Input rows:
==========
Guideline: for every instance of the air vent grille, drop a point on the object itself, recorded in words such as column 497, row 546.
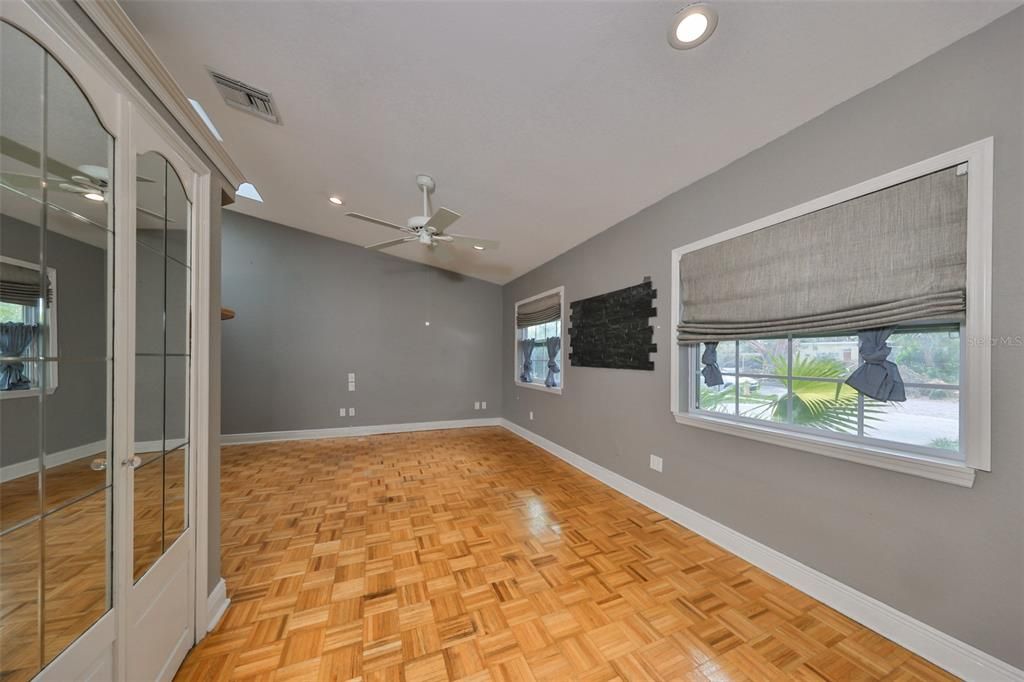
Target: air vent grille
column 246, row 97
==========
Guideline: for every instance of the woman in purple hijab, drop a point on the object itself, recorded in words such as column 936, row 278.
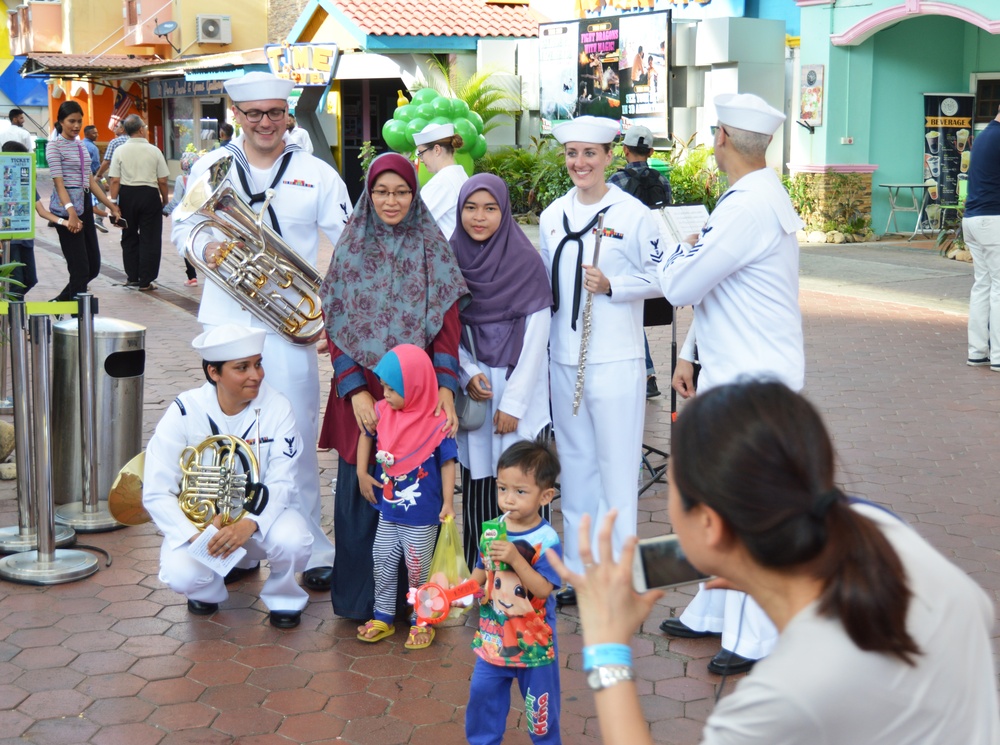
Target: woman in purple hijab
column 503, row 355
==========
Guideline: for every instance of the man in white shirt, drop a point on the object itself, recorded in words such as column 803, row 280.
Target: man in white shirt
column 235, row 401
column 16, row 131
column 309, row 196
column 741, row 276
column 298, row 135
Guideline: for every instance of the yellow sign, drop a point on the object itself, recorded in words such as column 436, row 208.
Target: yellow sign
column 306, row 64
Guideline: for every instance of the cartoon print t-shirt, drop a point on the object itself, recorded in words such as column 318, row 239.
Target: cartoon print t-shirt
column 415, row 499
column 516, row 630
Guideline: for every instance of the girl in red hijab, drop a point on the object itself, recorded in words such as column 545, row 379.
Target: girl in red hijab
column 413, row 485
==========
Task brief:
Locate every line in the items above that contains the string "woman", matching case exactly, and copy each such line in full.

Final result:
Guideline: for every instance of the woman in purple hijab, drop a point on the object itself, recorded in words such as column 936, row 278.
Target: woman in purple hijab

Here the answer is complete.